**SELECTED EXTRACT:**
There is no situation you can’t make it through if you make up your mind to do so. People get stuck in situations of their own freewill. It’s a choice! How you go through anything is a personal choice. Many people don’t understand this, but it’s true. You can’t take a situation in and hold it in as negative. No matter the situation, you can take it in as (it is what it is) and move on from it. You must live through the moment and then move on. Too many are remaining stuck! They’re stuck and unable to move forward, because they’re holding on to what they want instead of accepting the situation as it is and continuing to live their lives. This is where the problem comes in for many of you.

How long you’ve been together doesn’t matter when it comes to your peace of mind. If a person constantly focuses on how long they were with someone it can affect their way of thinking. You get caught up on all of the time you spent together and this causes some of you to slip deeper into your depressive states. People become victims of their own circumstances when they allow their situations to keep them stuck.

You and ONLY you can control how you’re thinking and acting. If it’s over, let it go. People have a right to be sad about a breakup, but you shouldn’t EVER let it knock you down and out! You should have your moment to grieve your loss, but afterwards you need to move on. Stop giving your power to someone who doesn’t want to be with you and who has moved on with their life. A breakup isn’t the end of the world. When people are totally distraught it means they’ve given all of their energy to someone else and without the other person they feel completely lost. Many in relationships are guilty of this. They fall in love and completely lose themselves in the other person. Their entire lives are circled around the person they love. Many lose focus on their dreams, because they’re engulfed in helping the other person accomplish theirs. Every single thing is surrounding the other person. In a relationship I believe you should love the other person, but not more than you love yourself. What I mean is this; when you give your everything to the other person, you tend to forget about yourself. These are the people who can’t function when their relationships end. They’re in total disbelief, denial, and shock.

When people allow things to play around in their heads the thoughts grow into something bigger. It keeps individuals focused on what they once shared and still want with the other person. Some individuals feel this way, because they’re suffering from issues and the breakup added to it. Please don’t misunderstand me. I get it! I know people are different and they handle things differently. I know people have the right to take time to deal with their loss (breakups). What I do not agree with is how long people allow themselves to suffer and how some people handle their losses. Pain is something we all have experienced and will experience in some form or another until the day we die. How we handle it is another thing. People handle it differently according to what they have going on inside of them (which is the true core of who they are).

Those who can’t handle it, but allows for it to handle them should re-evaluate themselves. These individuals have to come to terms that the relationship is over. They must take into consideration how they’ve allowed it to affect their lives. They must understand the power they’ve given to the other person. The person you love has moved on and are probably with someone else while your depressed, unhappy, sad, suicidal, homicidal, and everything else.

There has been many instances where individuals have killed or harmed themselves. They have killed or harmed others; in the name of what they call love. It’s not love. If a person gets to this point it’s not love. For whatever reason it’s become possession and obsession. Many people get into relationships with individuals who already have issues in thinking they can save or change them. YOU CAN’T!! Many have lost their lives in these types of relationships, because the people they love aren’t capable of handling rejections or breakups. They’d rather kill or be killed then to let the person they love go. They’d rather spend their days suicidal, depressed, or plain unhappy then to move on. If this is you, please seek help! There’s someone out there who can love you, but you will never know if you’ve lost control and pining over someone who doesn’t want to be with you. No one is worth your life, freedom, or peace!

**Dataset rows showing where objects appear:**
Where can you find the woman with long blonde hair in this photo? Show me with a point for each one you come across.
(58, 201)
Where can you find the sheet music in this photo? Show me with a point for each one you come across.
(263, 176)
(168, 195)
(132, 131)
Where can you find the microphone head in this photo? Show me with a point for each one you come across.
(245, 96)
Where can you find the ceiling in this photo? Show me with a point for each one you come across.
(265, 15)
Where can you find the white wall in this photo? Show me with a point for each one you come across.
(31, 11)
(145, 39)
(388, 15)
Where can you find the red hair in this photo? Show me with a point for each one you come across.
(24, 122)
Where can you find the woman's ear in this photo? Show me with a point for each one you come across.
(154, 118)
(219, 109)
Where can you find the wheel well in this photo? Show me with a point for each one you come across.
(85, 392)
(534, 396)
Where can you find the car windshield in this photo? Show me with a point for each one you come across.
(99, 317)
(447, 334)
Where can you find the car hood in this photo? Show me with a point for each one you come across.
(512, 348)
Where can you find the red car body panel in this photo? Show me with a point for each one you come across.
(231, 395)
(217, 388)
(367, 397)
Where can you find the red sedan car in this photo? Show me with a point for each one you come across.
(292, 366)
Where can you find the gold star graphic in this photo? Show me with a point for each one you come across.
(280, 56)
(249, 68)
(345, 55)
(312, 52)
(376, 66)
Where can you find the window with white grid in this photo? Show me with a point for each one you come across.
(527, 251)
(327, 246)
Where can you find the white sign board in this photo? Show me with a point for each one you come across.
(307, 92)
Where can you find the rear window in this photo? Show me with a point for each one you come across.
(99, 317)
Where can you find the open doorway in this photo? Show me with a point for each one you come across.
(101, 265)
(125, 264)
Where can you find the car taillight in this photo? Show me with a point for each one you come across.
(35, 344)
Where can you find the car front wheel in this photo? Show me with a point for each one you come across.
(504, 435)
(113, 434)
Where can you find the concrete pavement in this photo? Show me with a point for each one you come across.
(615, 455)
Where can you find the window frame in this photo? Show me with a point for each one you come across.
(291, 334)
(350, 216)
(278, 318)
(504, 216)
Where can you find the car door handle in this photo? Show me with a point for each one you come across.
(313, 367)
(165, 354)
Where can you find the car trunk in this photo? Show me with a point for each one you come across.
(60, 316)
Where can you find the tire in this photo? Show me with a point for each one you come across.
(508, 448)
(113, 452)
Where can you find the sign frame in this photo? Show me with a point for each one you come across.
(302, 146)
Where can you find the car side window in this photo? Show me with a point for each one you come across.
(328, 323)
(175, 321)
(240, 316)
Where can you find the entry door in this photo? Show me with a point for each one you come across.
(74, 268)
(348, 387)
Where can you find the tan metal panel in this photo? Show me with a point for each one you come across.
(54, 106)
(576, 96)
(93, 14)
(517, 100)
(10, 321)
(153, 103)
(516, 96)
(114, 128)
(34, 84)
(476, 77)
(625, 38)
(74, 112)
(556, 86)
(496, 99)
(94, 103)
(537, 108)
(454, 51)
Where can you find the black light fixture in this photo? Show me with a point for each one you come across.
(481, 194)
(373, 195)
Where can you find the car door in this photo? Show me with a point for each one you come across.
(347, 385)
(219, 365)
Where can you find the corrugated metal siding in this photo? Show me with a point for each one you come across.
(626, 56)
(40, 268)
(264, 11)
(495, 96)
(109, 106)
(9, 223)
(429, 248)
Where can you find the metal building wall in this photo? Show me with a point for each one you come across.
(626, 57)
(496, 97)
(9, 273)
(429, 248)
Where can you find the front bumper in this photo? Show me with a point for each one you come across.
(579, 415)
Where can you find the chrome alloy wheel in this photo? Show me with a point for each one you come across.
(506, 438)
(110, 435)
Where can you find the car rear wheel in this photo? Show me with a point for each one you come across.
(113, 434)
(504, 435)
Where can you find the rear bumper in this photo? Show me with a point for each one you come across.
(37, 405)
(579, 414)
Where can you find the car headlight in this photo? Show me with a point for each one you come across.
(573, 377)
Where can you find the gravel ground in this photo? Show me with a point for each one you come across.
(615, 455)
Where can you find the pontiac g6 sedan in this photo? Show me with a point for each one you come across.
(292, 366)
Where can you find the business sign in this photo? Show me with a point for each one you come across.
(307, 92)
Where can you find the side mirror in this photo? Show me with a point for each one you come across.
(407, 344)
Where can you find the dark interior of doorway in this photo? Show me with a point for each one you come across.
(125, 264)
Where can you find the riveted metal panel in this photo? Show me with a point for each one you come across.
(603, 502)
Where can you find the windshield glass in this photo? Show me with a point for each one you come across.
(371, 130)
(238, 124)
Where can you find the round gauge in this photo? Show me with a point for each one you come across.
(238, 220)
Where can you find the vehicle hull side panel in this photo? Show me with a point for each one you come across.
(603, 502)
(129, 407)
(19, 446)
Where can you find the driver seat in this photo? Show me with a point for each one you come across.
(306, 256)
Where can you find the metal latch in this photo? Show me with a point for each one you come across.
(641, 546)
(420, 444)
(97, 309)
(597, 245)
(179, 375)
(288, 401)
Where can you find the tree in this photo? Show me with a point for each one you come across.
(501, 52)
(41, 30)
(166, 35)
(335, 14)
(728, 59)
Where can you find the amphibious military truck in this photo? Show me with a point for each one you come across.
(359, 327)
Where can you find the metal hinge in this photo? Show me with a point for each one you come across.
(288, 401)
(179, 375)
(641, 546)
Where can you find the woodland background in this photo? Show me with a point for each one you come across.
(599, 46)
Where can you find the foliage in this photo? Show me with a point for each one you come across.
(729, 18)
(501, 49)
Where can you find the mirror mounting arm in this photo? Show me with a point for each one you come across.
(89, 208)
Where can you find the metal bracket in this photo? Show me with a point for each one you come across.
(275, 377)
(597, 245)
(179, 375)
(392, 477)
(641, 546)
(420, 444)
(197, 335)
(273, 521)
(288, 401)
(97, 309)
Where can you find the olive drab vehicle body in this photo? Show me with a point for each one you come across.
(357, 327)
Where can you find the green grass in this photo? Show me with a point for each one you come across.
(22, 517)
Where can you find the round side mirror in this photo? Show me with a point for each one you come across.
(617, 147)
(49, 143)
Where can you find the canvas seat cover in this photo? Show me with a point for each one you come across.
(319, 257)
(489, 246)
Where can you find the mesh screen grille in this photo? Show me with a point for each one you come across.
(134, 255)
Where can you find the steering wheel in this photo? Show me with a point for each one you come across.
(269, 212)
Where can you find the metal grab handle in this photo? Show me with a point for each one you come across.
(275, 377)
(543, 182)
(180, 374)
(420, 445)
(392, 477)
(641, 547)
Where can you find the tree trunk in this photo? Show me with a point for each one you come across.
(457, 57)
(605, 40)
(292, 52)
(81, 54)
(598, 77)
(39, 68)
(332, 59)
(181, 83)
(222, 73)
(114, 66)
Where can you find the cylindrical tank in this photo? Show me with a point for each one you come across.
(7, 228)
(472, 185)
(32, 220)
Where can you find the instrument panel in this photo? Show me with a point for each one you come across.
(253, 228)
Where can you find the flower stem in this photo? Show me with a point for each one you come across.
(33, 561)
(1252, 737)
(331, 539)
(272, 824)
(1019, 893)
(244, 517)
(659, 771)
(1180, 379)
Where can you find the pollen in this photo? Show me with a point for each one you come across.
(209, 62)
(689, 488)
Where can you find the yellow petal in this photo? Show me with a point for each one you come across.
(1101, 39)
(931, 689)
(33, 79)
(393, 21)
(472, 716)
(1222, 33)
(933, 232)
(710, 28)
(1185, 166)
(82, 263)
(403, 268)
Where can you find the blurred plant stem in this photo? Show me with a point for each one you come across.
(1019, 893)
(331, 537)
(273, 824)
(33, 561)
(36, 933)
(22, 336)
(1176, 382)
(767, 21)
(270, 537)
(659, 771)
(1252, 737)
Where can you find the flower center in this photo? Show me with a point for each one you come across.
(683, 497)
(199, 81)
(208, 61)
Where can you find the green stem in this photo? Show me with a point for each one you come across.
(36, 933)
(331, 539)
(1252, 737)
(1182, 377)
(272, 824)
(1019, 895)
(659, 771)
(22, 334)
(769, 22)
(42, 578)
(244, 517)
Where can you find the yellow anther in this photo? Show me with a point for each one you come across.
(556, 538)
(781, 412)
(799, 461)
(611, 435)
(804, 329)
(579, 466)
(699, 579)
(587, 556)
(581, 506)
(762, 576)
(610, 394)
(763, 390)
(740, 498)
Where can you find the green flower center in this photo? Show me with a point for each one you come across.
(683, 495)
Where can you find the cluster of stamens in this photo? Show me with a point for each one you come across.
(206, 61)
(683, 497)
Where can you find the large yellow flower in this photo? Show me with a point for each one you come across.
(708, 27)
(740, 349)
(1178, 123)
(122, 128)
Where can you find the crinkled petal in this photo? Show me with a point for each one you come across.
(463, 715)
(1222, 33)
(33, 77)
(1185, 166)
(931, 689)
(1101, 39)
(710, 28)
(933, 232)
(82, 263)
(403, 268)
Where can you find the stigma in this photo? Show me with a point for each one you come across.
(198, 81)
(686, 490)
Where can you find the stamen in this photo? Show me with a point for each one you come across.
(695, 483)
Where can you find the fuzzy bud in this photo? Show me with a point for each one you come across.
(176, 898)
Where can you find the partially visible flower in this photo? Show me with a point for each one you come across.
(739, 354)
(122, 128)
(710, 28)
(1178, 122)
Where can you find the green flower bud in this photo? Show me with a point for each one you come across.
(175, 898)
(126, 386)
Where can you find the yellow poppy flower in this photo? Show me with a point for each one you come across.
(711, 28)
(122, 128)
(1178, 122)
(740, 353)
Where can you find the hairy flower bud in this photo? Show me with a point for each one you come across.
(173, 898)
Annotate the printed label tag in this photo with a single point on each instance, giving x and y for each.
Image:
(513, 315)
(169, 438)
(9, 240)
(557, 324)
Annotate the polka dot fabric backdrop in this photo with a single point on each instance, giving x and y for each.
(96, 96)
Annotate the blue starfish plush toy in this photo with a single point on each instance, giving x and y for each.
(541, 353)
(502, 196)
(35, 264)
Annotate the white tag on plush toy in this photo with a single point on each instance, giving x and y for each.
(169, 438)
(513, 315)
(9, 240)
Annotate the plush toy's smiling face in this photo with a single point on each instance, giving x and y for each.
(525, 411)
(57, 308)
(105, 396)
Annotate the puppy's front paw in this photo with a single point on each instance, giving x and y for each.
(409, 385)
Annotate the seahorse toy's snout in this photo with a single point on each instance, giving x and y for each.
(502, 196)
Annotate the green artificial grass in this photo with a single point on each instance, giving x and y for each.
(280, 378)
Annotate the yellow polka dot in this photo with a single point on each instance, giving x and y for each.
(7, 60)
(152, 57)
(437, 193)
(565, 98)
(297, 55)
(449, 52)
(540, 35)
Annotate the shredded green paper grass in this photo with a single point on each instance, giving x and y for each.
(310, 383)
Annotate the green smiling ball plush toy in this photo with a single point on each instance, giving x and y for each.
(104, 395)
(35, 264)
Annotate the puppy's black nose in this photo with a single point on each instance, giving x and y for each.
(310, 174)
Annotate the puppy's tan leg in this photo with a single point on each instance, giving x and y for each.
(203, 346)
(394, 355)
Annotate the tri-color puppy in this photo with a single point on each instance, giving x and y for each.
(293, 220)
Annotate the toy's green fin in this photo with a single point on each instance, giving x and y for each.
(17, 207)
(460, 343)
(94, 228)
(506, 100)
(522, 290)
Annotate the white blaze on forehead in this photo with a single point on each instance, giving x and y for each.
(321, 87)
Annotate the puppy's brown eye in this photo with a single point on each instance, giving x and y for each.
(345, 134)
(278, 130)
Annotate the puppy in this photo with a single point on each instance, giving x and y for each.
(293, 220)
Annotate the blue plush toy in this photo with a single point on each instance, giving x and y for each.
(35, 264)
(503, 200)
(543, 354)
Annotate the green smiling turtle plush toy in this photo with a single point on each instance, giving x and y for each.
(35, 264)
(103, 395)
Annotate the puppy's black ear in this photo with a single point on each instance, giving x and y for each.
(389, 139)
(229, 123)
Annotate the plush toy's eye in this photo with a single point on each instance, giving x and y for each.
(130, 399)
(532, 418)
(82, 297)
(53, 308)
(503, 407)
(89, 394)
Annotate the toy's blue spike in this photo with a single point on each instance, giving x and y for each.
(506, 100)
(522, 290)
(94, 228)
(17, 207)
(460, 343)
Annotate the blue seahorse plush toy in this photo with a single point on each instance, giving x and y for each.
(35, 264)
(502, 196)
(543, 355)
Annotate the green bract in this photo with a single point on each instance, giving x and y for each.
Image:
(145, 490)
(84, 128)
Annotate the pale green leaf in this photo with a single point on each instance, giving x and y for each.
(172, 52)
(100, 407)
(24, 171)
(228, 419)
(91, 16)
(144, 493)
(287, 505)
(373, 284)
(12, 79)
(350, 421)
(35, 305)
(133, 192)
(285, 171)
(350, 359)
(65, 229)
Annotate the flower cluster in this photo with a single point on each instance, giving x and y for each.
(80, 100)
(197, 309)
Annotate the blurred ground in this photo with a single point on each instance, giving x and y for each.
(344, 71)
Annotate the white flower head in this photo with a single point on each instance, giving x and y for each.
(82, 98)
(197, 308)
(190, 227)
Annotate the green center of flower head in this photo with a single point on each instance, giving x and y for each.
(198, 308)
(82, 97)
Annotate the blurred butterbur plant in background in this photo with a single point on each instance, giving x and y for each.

**THE PROBLEM:**
Can you print the essay on moving on after a breakup from "When people allow" to "who they are).", word for word?

**COMPLETED TASK:**
When people allow things to play around in their heads the thoughts grow into something bigger. It keeps individuals focused on what they once shared and still want with the other person. Some individuals feel this way, because they’re suffering from issues and the breakup added to it. Please don’t misunderstand me. I get it! I know people are different and they handle things differently. I know people have the right to take time to deal with their loss (breakups). What I do not agree with is how long people allow themselves to suffer and how some people handle their losses. Pain is something we all have experienced and will experience in some form or another until the day we die. How we handle it is another thing. People handle it differently according to what they have going on inside of them (which is the true core of who they are).